GENEVA, Feb 9 (Reuters) - The U.N. rights chief said on Monday that fatal drone strikes on civilians in Sudan are continuing even after the army broke prolonged sieges of southern cities held by the RSF paramilitary forces.
Greater Kordofan, a region comprising three states, has emerged as the latest frontline in Sudan's nearly three-year conflict, which has displaced millions of people and triggered a humanitarian crisis.
Sudan's army says it ended the RSF's siege of al-Dalanj in late January and Kadugli in early February. Residents of both cities had faced hunger and medical shortages as supplies were blocked.
"But drone strikes by both sides continue, resulting in dozens of civilian deaths and injuries," Volker Turk told the U.N. Human Rights Council in Geneva during a debate on Sudan.
His office has documented over 90 civilian deaths and 142 injuries caused by drone strikes carried out by both the RSF and the armed forces from late January to February 6, he said.
Among those incidents were three strikes on health facilities in South Kordofan that killed 31 people last week, according to the World Health Organization. The United Nations' top official in the country also said that on February 6 trucks carrying food aid to displaced people outside the city of al-Obeid in North Kordofan were hit.
The RSF denied responsibility for those strikes in a statement on Saturday, and also rejected accusations by the Sudanese government that it carried out a deadly strike on a bus carrying civilians.

▶ _WHAT YOU WILL DO_
A - Answer these questions from the report on drone strikes in Sudan.
(i) When does Sudan's army say it ended the RSF's siege of al-Dalanj?
(ii) How many civilian deaths and injuries from drone strikes has Volker Turk's office documented?
(iii) Where were trucks carrying food aid hit on February 6?
B - Carry the report on drone strikes in Sudan forward from its last sentence.

▶ _SOURCE MATERIAL_
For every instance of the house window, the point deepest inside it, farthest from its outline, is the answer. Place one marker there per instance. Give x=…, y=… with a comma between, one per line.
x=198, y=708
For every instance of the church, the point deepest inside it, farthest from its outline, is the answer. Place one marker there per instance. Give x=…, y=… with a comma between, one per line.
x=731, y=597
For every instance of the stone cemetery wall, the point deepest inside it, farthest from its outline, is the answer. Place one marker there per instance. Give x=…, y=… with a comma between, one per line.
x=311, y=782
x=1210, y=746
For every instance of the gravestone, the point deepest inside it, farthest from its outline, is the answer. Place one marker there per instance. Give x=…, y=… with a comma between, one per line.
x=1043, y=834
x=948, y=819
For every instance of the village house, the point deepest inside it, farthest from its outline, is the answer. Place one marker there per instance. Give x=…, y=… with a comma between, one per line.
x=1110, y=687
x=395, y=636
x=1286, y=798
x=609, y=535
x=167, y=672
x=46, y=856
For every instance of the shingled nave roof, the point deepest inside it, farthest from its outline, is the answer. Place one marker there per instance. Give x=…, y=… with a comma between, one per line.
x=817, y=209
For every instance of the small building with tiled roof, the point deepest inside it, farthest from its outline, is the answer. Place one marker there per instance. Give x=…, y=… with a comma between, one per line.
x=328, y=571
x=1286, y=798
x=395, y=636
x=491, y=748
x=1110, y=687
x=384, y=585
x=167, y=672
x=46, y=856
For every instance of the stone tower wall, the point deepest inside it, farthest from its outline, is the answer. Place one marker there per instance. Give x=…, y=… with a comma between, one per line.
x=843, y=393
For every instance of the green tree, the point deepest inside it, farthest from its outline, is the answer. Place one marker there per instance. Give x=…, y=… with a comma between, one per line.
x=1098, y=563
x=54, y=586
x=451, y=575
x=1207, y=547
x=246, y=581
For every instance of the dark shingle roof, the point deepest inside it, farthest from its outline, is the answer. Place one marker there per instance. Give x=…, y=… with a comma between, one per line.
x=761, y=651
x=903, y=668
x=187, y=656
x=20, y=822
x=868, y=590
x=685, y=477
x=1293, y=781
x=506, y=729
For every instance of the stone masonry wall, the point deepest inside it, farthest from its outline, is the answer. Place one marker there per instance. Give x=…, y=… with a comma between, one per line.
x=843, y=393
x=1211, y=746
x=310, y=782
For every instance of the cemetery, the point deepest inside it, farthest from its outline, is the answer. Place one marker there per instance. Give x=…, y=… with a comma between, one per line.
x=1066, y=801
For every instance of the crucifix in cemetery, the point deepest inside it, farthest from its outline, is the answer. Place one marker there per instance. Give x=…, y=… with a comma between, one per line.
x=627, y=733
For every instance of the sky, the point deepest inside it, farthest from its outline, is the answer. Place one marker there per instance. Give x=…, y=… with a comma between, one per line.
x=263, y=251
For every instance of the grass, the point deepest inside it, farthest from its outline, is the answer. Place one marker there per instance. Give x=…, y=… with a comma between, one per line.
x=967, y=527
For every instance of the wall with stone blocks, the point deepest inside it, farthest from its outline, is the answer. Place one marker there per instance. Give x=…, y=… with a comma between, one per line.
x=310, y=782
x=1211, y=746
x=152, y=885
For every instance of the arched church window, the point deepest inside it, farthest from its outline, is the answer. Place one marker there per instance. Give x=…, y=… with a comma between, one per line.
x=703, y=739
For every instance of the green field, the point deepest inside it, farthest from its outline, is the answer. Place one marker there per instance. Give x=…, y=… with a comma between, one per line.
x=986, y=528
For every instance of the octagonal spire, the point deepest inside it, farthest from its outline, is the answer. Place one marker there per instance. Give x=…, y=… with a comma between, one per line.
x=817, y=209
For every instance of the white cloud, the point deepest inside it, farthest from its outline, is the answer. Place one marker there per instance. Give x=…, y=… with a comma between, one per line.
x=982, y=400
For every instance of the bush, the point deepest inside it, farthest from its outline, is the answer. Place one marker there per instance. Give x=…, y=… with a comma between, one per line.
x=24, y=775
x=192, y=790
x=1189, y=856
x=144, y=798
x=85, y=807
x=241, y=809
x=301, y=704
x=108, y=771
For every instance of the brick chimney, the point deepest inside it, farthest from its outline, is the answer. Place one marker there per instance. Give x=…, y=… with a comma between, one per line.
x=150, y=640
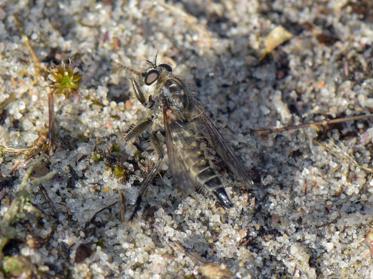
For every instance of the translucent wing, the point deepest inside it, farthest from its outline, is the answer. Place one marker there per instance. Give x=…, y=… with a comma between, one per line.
x=177, y=166
x=207, y=127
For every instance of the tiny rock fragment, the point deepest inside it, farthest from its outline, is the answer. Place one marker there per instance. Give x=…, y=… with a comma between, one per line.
x=82, y=252
x=275, y=38
x=17, y=266
x=215, y=271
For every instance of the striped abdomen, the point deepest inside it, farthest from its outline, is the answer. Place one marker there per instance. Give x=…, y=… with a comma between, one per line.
x=199, y=162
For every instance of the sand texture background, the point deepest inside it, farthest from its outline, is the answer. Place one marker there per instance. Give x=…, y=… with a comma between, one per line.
x=310, y=211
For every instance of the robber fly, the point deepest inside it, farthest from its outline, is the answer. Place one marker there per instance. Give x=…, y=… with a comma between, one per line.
x=195, y=147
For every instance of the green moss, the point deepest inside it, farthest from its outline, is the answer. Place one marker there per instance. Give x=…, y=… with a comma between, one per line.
x=16, y=266
x=119, y=172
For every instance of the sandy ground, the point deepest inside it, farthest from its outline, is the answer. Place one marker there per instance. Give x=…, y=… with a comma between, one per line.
x=309, y=213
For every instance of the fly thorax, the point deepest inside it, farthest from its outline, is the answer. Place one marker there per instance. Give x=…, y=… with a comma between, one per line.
x=175, y=96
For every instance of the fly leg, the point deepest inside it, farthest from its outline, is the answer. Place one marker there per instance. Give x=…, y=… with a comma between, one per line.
x=135, y=131
x=151, y=174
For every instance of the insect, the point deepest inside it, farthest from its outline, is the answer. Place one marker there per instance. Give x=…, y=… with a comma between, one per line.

▶ _ANSWER SECTION_
A -
(i) In late January.
(ii) Over 90 civilian deaths and 142 injuries.
(iii) Outside the city of al-Obeid in North Kordofan.

B -
Drones have become a key weapon used by both sides in the war, and allowed the RSF to overcome the army's air dominance earlier on. Their use has led to numerous incidents of mass civilian casualties, as well as reports documented by Reuters that the RSF has used drones to repeatedly follow medical staff and target medical facilities.
The Yale Humanitarian Research Lab said last week, as of February 4, at least 40 objects consistent with long-range Chinese kamikaze drones were visible around the RSF-controlled Nyala airport in Darfur, according to satellite imagery. The group said it could not determine whether the drones had been used in specific attacks.
Rights workers had feared that Kordofan's cities would suffer the same fate as Darfur's al-Fashir, which fell to RSF forces in October 2025 after a long siege that led to mass killings.
Turk added that thousands of people from al-Fashir remain missing, saying some were undoubtedly dead while others are believed to be held in detention conditions he described as inhumane.